Stored items from a collection
★ ★ ★ ★ ★ ★ ★

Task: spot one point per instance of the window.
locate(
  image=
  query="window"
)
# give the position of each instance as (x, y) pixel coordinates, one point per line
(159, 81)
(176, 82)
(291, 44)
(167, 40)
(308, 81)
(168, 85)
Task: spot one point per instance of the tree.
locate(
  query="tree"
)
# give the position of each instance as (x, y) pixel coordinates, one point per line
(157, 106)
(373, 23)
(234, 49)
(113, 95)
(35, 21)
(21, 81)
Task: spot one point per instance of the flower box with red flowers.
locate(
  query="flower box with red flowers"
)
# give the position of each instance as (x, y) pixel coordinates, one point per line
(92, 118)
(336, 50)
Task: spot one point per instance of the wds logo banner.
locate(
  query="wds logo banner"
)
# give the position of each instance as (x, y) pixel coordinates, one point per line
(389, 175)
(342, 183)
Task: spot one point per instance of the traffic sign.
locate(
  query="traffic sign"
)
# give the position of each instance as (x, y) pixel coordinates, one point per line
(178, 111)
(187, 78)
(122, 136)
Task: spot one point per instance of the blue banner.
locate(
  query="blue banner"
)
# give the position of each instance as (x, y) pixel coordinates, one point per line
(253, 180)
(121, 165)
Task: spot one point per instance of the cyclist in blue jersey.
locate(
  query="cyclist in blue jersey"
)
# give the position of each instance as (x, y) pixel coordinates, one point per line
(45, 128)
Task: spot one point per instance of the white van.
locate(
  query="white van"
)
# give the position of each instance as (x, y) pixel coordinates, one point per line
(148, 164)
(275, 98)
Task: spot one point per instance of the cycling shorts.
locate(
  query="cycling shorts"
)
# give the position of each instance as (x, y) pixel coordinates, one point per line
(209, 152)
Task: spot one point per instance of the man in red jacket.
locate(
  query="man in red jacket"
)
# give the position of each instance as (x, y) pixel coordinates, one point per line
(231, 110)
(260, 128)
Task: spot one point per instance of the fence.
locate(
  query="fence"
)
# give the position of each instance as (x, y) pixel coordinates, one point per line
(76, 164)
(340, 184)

★ ★ ★ ★ ★ ★ ★

### DIRECTIONS FOR THIS TASK
Put every line of the entries above into a numbered list, leaving out any blank lines.

### FULL RESPONSE
1. Task: spot one point per instance of the window.
2. locate(
3.   image=
4.   query="window"
5. )
6. # give the position of each instance as (x, y) pixel coordinates, one point per line
7. (159, 81)
8. (176, 82)
9. (291, 44)
10. (167, 40)
11. (308, 81)
12. (168, 85)
13. Task: spot one point per instance of the tree.
14. locate(
15.   query="tree"
16. )
17. # give the position of each instance as (x, y) pixel coordinates, one point per line
18. (157, 106)
19. (373, 23)
20. (234, 49)
21. (113, 95)
22. (35, 21)
23. (21, 81)
24. Task: spot one point per instance of the flower box with red flowers.
25. locate(
26.   query="flower box with red flowers"
27. )
28. # give the position of each instance as (x, y) pixel coordinates, one point per line
29. (92, 118)
30. (336, 50)
31. Task: spot one point per instance of the wds logo banner.
32. locate(
33.   query="wds logo banner"
34. )
35. # give the position of each instance as (x, y) pixel coordinates, one point per line
36. (389, 175)
37. (342, 183)
38. Task: spot one point per instance of the traffic sign.
39. locate(
40.   query="traffic sign"
41. )
42. # give the position of each instance as (x, y) pixel coordinates, one point per line
43. (178, 111)
44. (187, 78)
45. (122, 136)
46. Task: spot one point per instance of the blue banner.
47. locate(
48.   query="blue banner"
49. )
50. # give the position of each instance as (x, y) pixel coordinates, one point per line
51. (253, 180)
52. (121, 165)
53. Task: spot one point per instance of the cyclist in blue jersey.
54. locate(
55.   query="cyclist in blue jersey"
56. )
57. # give the position of each instance as (x, y) pixel coordinates, one point per line
58. (45, 128)
59. Task: spot one point per instance of the white van.
60. locate(
61.   query="white van"
62. )
63. # give the position of each instance as (x, y) pixel coordinates, one point per line
64. (148, 164)
65. (275, 98)
66. Task: spot one point per instance of the cycling shorts.
67. locate(
68.   query="cycling shorts"
69. )
70. # give the position of each instance as (x, y) pixel coordinates, one point per line
71. (209, 152)
72. Task: spot one point per instance of the man in red jacket.
73. locate(
74.   query="man in red jacket"
75. )
76. # give the position of each instance as (x, y) pixel coordinates, one point per line
77. (231, 110)
78. (260, 128)
79. Task: spot one point per instance of the fence.
80. locate(
81.   query="fence"
82. )
83. # give the position of each instance as (x, y) pixel coordinates, one point per line
84. (76, 164)
85. (340, 184)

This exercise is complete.